- **ENTRIES**

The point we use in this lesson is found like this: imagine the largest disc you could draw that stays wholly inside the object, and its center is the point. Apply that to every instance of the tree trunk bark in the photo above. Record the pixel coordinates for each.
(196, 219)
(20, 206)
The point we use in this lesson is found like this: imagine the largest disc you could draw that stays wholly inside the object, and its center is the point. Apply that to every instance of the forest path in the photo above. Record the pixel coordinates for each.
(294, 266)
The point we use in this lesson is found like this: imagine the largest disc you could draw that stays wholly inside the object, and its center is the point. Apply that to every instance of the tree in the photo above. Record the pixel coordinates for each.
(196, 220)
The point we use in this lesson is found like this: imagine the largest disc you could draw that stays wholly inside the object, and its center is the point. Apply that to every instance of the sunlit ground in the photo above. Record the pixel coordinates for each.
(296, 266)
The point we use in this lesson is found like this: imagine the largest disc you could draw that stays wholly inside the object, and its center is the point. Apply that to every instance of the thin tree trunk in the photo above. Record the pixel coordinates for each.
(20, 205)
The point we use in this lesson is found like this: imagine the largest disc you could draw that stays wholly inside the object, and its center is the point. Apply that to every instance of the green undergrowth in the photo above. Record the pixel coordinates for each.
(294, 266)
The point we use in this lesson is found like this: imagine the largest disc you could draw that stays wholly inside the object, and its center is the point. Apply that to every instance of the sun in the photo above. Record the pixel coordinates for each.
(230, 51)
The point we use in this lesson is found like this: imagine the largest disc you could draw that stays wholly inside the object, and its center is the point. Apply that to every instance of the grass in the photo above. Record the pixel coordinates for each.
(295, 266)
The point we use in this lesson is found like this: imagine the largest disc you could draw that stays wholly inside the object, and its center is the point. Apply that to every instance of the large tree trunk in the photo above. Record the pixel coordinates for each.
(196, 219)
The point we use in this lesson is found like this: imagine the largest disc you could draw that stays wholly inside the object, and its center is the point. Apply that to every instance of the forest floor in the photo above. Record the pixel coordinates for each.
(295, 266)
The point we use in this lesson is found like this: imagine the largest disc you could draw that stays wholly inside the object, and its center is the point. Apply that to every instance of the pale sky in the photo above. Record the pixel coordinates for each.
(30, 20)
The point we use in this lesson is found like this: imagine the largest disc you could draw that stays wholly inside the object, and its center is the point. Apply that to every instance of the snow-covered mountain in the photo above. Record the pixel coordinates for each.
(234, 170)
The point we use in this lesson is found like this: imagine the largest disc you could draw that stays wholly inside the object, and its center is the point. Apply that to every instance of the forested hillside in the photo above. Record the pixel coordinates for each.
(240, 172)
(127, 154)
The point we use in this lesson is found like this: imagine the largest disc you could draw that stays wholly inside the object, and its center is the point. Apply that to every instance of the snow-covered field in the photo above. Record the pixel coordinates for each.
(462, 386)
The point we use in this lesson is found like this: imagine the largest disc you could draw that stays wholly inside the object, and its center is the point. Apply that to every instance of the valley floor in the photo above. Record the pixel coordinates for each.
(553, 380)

- **WHAT TO WORK ON**
In the records above, find the line containing "the snow-covered field"; please retype it and every line after it through the last line, exactly and with nothing else.

- **EXERCISE RESPONSE**
The point we use in this lesson is found like this: imagine the largest disc you could draw that stays wholly inside the object, and its center is the point. Apply that to every instance of the snow-covered field in the photo above. Record the pixel coordinates for each.
(462, 386)
The point we use in this lesson is found like this: imagine the largest disc you could draw that stays wholly inside the object, and its center is the point. Apply that to every instance of the valley floor in the photo above. Record the pixel coordinates for each.
(553, 380)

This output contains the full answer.